▶ [PROBLEM DETAILS] Could you write out every entry exactly as it stands?

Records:

⟨

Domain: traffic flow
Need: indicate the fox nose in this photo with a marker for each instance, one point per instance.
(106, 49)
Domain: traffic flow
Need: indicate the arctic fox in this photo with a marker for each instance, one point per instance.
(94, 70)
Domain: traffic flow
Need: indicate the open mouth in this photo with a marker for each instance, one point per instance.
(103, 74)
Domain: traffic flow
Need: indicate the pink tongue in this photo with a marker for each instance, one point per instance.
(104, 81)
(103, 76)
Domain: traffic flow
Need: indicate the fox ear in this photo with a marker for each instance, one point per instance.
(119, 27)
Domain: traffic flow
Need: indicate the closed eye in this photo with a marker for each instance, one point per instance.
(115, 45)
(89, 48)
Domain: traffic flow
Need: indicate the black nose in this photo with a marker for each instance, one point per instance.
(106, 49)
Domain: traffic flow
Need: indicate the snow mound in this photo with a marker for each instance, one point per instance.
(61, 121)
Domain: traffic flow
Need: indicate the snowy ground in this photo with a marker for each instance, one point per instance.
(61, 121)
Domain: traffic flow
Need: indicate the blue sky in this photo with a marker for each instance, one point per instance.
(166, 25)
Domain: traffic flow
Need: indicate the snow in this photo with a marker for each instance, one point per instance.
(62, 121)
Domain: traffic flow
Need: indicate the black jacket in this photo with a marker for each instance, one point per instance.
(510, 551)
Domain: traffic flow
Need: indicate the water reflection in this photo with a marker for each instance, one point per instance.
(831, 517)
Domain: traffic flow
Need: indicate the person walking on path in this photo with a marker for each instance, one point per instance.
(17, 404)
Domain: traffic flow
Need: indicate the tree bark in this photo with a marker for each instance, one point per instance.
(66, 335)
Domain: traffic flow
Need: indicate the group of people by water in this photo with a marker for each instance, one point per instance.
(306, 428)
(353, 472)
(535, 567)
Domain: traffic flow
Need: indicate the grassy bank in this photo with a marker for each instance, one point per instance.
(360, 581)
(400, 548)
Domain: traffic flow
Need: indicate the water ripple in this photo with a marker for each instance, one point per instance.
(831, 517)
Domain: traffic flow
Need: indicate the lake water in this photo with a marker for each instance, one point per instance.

⟩

▶ [EXERCISE ANSWER]
Domain: traffic flow
Need: indicate the fox nose in this photo with a marker for each instance, one point per instance.
(106, 49)
Domain: traffic flow
Need: indicate the arctic fox in this photo with a marker for each instance, one point per instance.
(94, 70)
Domain: traffic flow
Need: indicate the open mouth in this photo with a marker for each instance, one point per instance.
(103, 74)
Domain: traffic flow
Need: indicate the pink tongue in this photo with a marker for each instance, one point per instance.
(104, 81)
(103, 76)
Domain: traffic flow
Need: indicate the fox ear in this photo with a marker for each instance, one point per instance.
(119, 27)
Domain: traffic flow
Need: indicate the closed eye in this photo with a marker for each instance, one point per instance.
(115, 45)
(89, 48)
Domain: traffic flow
Need: indicate the black nose in this photo with a marker for each instance, one point per instance.
(106, 49)
Domain: traffic flow
Need: indicate the snow mound in this photo with a marker for each instance, one point per instance.
(61, 121)
Domain: traffic flow
Need: indicate the snowy ground in this photo with a marker for each instance, one point per instance.
(61, 121)
Domain: traffic flow
Need: indicate the blue sky in this photo with a marker for each instance, one point per instance.
(166, 25)
Domain: traffic flow
Need: indicate the snow in this photo with a marker for each instance, one point per instance.
(62, 121)
Domain: traffic flow
Need: indicate the black jacket in this photo with a marker for each instance, one point per instance.
(510, 551)
Domain: traffic flow
Need: indicate the water reflection in this photo with a marker for each instance, one point per instance.
(831, 517)
Domain: traffic flow
Need: indicate the person walking on path in this photo with a marker for each instance, one point per instance.
(17, 404)
Domain: traffic flow
Need: indicate the tree bark in this photo with a marker for each instance, one point per instance.
(66, 335)
Domain: traffic flow
Need: indicate the group of people by water in this photo with a marker for each instance, one point per instance.
(306, 428)
(353, 472)
(535, 567)
Domain: traffic flow
Need: indicate the grassy bank in this photo with a marker for each instance, one point per instance.
(360, 581)
(400, 548)
Domain: traffic flow
Need: indicate the water ripple in this photo with a marker for each instance, one point per instance.
(831, 517)
Domain: traffic flow
Need: indicate the lake water in this photo with a marker for each instance, one point per instance.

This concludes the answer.